§ Petunjuk Tugas: Ringkaslah teks tentang revisi UU Pemilu di bawah ini dalam dua kalimat.

§ Bagian Teks:
--------------------------------
Silang Pendapat Revisi UU Pemilu Nomor 7 Tahun 2017

Silang Pendapat Revisi UU Pemilu Nomor 7 Tahun 2017
Ruang Rapat Komisi II DPR RI, Gedung Nusantara, Jakarta Pusat (Foto - setneg.go.id)

Jakarta, Semartara.News – Memasuki awal tahun 2021, usulan untuk merevisi undang-undang Nomor 7 Tahun 2017 tentang Pemilu kembali bergulir. Silang pendapat terkait revisi UU Pemilu tidak hanya terjadi di ruang DPR, namun bergulir di tengah masyarakat Indonesia yang tengah diperhadapkan pandemi Covid-19.

Revisi UU Pemilu merupakan usul inisiatif Komisi II DPR RI dengan argumen, ada beberapa poin penyempurnaan regulasi pelaksanaan pemilu yang harus dilakukan.

Pembahasan di DPR mengenai revisi UU tersebut, masih panas. Pemerintah sendiri sejak awal tidak menginginkan UU tersebut direvisi saat ini, mengingat kini tengah konsentrasi penanganan pandemi Covid-19.

Dalam perkembangannya di DPR, sebagian besar fraksi kemudian menolak revisi UU tersebut. Dinamika terakhir, fraksi-fraksi yang tidak menginginkan undang-undang tersebut direvisi, di antaranya Fraksi Gerindra, PDIP, PAN, dan PPP. Fraksi Partai NasDem pun juga mengisyaratkan untuk menolak revisi tersebut, sementara Golkar belum memutuskan.

Pemerintah dan sebagian besar fraksi menilai revisi di UU Pemilu di tengah kondisi pandemi tidak tepat, apalagi UU Pemilu belum sepenuhnya dilaksanakan.

Kementerian Dalam Negeri (Kemendagri) menegaskan bahwa Pemilihan Kepala Daerah (Pilkada) Serentak 2024 merupakan amanat dan konsisten dengan undang-undang yang ada.
--------------------------------
§ Data yang Diberikan:
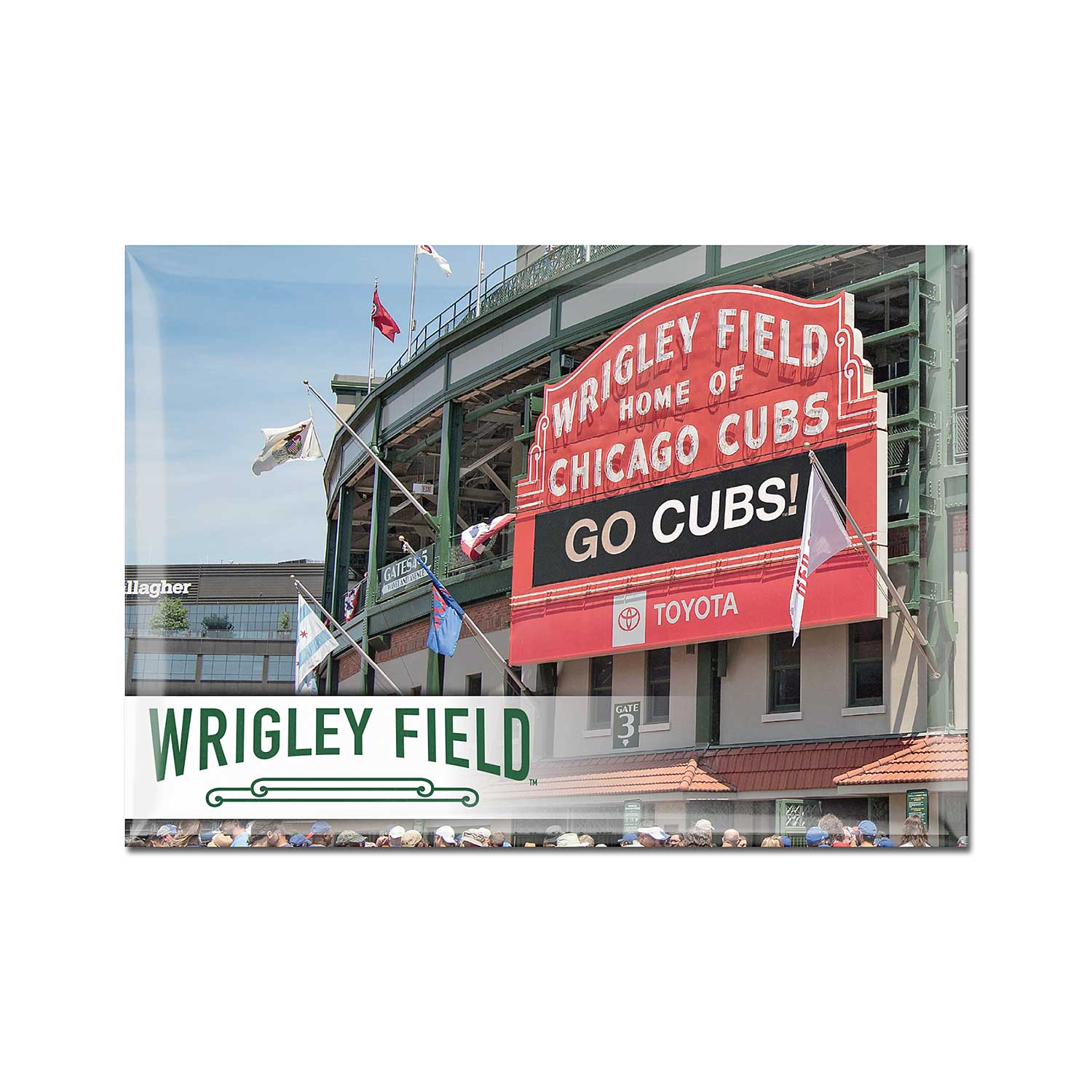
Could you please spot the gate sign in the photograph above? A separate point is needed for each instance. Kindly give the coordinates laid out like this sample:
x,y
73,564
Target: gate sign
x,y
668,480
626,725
--------------------------------
§ Jawaban Latihan: Pada awal tahun 2021, usulan revisi UU Nomor 7 Tahun 2017 tentang Pemilu, yang merupakan usul inisiatif Komisi II DPR RI, kembali bergulir dan memicu silang pendapat di DPR maupun di tengah masyarakat. Pemerintah dan sebagian besar fraksi, di antaranya Gerindra, PDIP, PAN, dan PPP, menolak revisi tersebut karena menilainya tidak tepat di tengah pandemi Covid-19, apalagi UU Pemilu belum sepenuhnya dilaksanakan.